_What is asked_
Reproduce every row below without changing a single character.
───── Data to process ─────
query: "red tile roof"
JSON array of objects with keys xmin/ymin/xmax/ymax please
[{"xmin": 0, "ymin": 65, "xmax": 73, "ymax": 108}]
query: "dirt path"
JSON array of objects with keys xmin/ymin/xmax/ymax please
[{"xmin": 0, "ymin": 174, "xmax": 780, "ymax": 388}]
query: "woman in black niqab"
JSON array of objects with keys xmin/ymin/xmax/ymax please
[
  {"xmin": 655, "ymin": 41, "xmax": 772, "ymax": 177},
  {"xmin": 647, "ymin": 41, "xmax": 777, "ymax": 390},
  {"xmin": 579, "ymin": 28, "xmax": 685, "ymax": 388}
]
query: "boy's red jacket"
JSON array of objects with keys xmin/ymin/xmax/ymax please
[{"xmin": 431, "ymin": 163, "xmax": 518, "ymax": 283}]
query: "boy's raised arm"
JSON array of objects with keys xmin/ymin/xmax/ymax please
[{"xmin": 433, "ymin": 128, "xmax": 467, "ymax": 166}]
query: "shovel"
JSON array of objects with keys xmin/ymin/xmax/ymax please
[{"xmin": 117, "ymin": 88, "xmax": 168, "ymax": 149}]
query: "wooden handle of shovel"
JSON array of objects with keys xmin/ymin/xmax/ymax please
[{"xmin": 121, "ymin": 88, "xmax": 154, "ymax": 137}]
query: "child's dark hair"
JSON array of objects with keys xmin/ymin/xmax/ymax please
─────
_Response_
query: "red tile roof"
JSON array of objects with keys xmin/ymin/xmax/ymax please
[{"xmin": 0, "ymin": 65, "xmax": 73, "ymax": 108}]
query: "dirt path"
JSON array of objects with keys xmin/ymin/xmax/ymax please
[{"xmin": 0, "ymin": 174, "xmax": 780, "ymax": 388}]
query: "woman in black niqab"
JSON array of objects with keys xmin/ymin/xmax/ymax please
[
  {"xmin": 655, "ymin": 41, "xmax": 772, "ymax": 177},
  {"xmin": 647, "ymin": 41, "xmax": 777, "ymax": 390},
  {"xmin": 579, "ymin": 28, "xmax": 685, "ymax": 388}
]
query: "boy's red jacket"
JSON array of objects with keys xmin/ymin/xmax/ymax please
[{"xmin": 431, "ymin": 163, "xmax": 518, "ymax": 283}]
query: "boy's raised arm"
JSON array of objects with keys xmin/ymin/xmax/ymax please
[{"xmin": 433, "ymin": 128, "xmax": 467, "ymax": 166}]
query: "shovel"
JSON array of objects with keys xmin/ymin/xmax/ymax please
[{"xmin": 117, "ymin": 88, "xmax": 168, "ymax": 149}]
query: "wooden handle of shovel"
JSON array of objects with keys xmin/ymin/xmax/ymax please
[{"xmin": 121, "ymin": 88, "xmax": 154, "ymax": 137}]
query: "child's dark hair"
JSON array of objects with keys xmin/ymin/xmax/ymax please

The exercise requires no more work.